- WHAT THE TASK REQUIRES:
Rewrite these lines as a JSON list of strings, one string per line, leaving out the blank lines.

Stored entries
┌──
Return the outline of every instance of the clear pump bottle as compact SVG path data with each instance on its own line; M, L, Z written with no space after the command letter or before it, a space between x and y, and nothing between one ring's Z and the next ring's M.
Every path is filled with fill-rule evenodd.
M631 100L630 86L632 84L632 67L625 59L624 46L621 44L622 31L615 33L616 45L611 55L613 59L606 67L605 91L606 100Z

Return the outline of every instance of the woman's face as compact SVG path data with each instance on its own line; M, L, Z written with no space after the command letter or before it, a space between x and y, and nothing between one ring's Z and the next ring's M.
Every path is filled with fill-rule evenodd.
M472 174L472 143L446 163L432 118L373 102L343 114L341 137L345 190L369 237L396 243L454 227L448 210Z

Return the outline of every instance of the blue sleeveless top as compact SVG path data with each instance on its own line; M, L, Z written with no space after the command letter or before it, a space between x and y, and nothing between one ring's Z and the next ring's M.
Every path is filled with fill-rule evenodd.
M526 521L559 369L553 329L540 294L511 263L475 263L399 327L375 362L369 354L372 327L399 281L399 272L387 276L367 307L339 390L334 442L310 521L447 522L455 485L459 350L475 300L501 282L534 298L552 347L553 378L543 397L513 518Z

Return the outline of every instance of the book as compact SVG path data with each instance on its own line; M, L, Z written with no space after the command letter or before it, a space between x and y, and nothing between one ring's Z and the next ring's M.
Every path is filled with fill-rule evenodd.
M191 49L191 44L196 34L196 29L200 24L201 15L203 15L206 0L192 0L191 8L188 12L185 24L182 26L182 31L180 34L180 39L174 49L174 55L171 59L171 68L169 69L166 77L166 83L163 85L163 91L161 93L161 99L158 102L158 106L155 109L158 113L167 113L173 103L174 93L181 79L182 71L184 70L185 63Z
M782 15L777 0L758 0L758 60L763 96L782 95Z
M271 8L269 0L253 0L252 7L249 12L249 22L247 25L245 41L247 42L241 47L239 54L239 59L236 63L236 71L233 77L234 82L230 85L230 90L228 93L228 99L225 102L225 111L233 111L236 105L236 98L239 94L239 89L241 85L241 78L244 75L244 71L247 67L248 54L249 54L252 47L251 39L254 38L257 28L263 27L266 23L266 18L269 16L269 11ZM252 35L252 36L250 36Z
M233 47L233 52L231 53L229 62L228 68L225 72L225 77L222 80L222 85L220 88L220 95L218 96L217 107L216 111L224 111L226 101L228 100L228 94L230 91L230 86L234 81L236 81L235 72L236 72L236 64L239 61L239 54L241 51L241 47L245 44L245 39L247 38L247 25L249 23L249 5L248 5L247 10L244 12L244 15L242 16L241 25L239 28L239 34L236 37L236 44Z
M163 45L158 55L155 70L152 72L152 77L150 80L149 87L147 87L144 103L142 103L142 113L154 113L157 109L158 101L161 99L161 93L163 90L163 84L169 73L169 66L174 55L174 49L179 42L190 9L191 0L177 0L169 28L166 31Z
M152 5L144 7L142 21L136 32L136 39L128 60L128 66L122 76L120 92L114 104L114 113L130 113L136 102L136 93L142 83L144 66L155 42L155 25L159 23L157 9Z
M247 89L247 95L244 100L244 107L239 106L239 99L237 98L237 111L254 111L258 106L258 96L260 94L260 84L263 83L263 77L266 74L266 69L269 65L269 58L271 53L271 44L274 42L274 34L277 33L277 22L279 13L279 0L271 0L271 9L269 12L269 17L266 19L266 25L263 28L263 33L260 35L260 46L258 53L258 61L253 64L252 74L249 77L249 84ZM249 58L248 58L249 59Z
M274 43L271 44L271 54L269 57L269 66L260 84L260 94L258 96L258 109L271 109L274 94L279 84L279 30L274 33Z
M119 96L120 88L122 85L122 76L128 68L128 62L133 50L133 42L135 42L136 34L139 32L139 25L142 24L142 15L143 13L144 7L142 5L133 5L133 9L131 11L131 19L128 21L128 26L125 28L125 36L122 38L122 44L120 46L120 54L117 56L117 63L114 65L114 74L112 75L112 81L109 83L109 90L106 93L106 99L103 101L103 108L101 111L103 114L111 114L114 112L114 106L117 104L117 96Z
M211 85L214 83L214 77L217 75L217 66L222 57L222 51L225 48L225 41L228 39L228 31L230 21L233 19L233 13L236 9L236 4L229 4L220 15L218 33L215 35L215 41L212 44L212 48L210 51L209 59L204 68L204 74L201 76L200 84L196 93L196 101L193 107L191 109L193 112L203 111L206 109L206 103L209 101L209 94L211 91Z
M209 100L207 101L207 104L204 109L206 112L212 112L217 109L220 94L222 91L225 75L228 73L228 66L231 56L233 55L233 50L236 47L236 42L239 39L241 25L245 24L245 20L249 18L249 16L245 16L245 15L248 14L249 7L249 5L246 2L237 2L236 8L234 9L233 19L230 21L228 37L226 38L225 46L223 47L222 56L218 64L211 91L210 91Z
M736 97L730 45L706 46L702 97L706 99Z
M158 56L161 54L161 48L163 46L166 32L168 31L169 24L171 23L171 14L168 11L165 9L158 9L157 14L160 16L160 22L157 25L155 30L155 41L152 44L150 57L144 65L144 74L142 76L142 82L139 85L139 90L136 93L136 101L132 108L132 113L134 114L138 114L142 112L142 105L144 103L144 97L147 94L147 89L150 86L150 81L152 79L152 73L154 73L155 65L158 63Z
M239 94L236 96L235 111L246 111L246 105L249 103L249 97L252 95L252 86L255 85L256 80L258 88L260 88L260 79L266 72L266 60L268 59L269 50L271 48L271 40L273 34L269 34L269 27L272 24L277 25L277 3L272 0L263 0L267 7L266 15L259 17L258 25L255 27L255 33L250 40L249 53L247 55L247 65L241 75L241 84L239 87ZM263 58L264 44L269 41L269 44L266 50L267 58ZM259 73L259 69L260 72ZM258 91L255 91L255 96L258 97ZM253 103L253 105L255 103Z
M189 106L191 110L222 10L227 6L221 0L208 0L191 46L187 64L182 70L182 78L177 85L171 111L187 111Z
└──
- ANSWER TO THE TASK:
[
  "Return the outline of every instance of the clear pump bottle as compact SVG path data with each instance on its own line; M, L, Z written with no space after the command letter or before it, a space between x and y, and nothing between one ring's Z and the next ring's M.",
  "Every path is filled with fill-rule evenodd.",
  "M631 100L630 86L632 84L632 67L625 59L624 46L621 44L622 31L615 33L616 45L611 55L613 59L606 67L605 91L606 100Z",
  "Return the outline of every instance of the woman's face as compact SVG path data with each instance on its own line; M, L, Z written with no space after the command letter or before it, a space between x and y, and nothing between one ring's Z and the next ring's M.",
  "Every path is filled with fill-rule evenodd.",
  "M472 174L472 143L446 163L432 118L373 102L343 114L341 137L345 190L369 237L396 243L454 227L448 210Z",
  "Return the outline of every instance of the blue sleeveless top as compact SVG path data with each instance on its own line; M, L, Z written with no space after the command letter or before it, a space between x and y, and nothing between one ring's Z and the next ring's M.",
  "Every path is filled with fill-rule evenodd.",
  "M526 521L559 369L553 329L540 294L511 263L475 263L399 327L375 362L369 354L372 327L399 281L399 272L387 276L367 307L339 390L334 442L310 521L447 522L455 485L459 350L475 300L501 282L534 298L552 347L553 378L543 397L513 518Z",
  "Return the outline of every instance of the book as compact SVG path data with each instance on its own line; M, L, Z written with no space after the command letter or before it, a space between x and y, and nothing between one ring's Z and the next ring's M.",
  "Every path is filled with fill-rule evenodd.",
  "M191 49L191 44L196 34L196 29L200 24L201 15L203 15L206 0L192 0L191 8L188 12L185 24L182 26L182 31L180 34L180 39L174 49L174 55L171 59L171 68L169 69L166 77L166 83L163 85L163 91L161 93L161 99L158 102L158 106L155 109L158 113L167 113L173 103L174 93L181 79L182 71L184 70L185 63Z",
  "M782 15L777 0L758 0L758 60L763 96L782 95Z",
  "M271 8L269 0L253 0L252 7L249 12L249 22L247 25L245 41L247 42L241 47L239 54L239 59L236 63L236 71L233 77L234 82L230 85L230 90L228 93L228 99L225 102L225 111L233 111L236 105L236 98L239 94L239 89L241 85L241 78L244 75L244 71L247 67L248 54L249 54L252 47L251 39L254 38L257 28L263 27L266 23L266 18L269 16L269 11ZM252 35L252 36L250 36Z",
  "M233 47L233 52L231 53L229 62L228 68L225 72L225 77L222 80L222 85L220 88L220 95L218 96L217 107L216 111L224 111L226 101L228 100L228 94L230 91L230 86L234 81L236 81L235 72L236 72L236 64L239 61L239 54L241 51L241 47L245 44L245 39L247 38L247 25L249 23L249 5L248 5L247 10L244 12L244 15L242 16L241 25L239 28L239 34L236 37L236 44Z",
  "M163 45L158 55L155 70L152 72L152 77L150 80L149 87L147 87L144 103L142 103L142 113L154 113L157 109L158 101L161 99L161 93L163 90L163 84L169 73L169 66L174 55L174 49L179 42L190 9L191 0L177 0L169 28L166 31Z",
  "M152 5L144 7L142 21L136 32L136 39L128 60L128 66L122 76L120 92L114 104L114 113L130 113L136 102L136 93L142 83L144 66L155 42L155 25L159 23L157 9Z",
  "M247 89L247 95L244 100L244 107L239 106L239 99L237 98L237 111L254 111L258 106L258 96L260 94L260 84L263 83L263 77L266 74L266 69L269 65L269 58L271 53L271 44L274 42L274 34L277 33L277 22L279 13L279 0L271 0L271 9L269 12L269 17L266 19L266 25L263 28L263 33L260 35L260 46L258 53L258 61L253 64L252 74L249 77L249 84ZM249 58L248 58L249 59Z",
  "M274 43L271 44L271 54L269 57L269 66L260 84L260 94L258 96L258 109L271 109L274 94L279 84L279 30L274 33Z",
  "M119 96L120 88L122 85L122 76L128 68L128 62L133 50L133 42L135 42L136 34L139 32L139 25L142 24L142 15L143 13L144 7L142 5L133 5L133 9L131 11L131 19L128 21L128 26L125 28L125 36L122 38L122 44L120 46L120 54L117 56L117 63L114 65L114 74L112 75L112 81L109 83L109 90L106 93L106 99L103 101L103 108L101 111L103 114L111 114L114 112L114 106L117 104L117 96Z",
  "M211 85L214 83L214 77L217 75L217 66L222 57L222 51L225 48L225 41L228 39L228 31L230 21L233 19L233 13L236 9L236 4L229 4L220 15L218 33L215 35L215 41L212 44L212 48L210 51L209 59L204 68L204 74L201 76L200 84L196 93L196 101L193 107L191 109L193 112L203 111L206 109L206 103L209 101L209 94L211 91Z",
  "M209 100L207 101L207 104L204 109L206 112L212 112L217 109L220 94L222 91L225 75L228 73L228 66L231 56L233 55L233 50L236 47L236 42L239 39L241 25L245 24L245 20L249 18L249 16L245 16L245 15L248 14L249 7L249 5L246 2L237 2L236 8L234 9L233 19L230 21L228 37L226 38L225 46L223 47L222 56L218 64L211 91L210 91Z",
  "M736 97L730 45L706 46L702 97L706 99Z",
  "M158 56L161 54L161 48L163 46L166 32L168 31L169 24L171 23L171 14L168 11L165 9L158 9L157 14L160 16L160 22L157 25L155 30L155 41L152 44L150 57L144 65L144 74L142 76L142 82L139 85L139 90L136 93L136 101L132 108L132 113L134 114L138 114L142 112L142 105L144 103L144 97L147 94L147 89L150 86L150 81L152 79L152 73L154 73L155 65L158 63Z",
  "M239 94L236 96L235 111L246 111L246 105L249 103L249 97L252 95L252 86L255 85L256 80L258 88L260 88L260 79L266 72L266 60L268 59L269 50L271 48L271 40L273 34L269 34L269 27L272 24L277 25L277 3L272 0L263 0L267 7L266 15L259 17L258 25L255 27L255 33L250 40L249 53L247 55L247 65L241 75L241 84L239 87ZM263 58L264 44L269 41L269 44L266 50L267 58ZM259 73L259 69L260 72ZM258 91L255 91L255 96L258 97ZM253 103L253 105L255 103Z",
  "M189 106L191 110L222 10L227 6L221 0L208 0L191 46L187 64L182 70L182 78L177 85L171 111L187 111Z"
]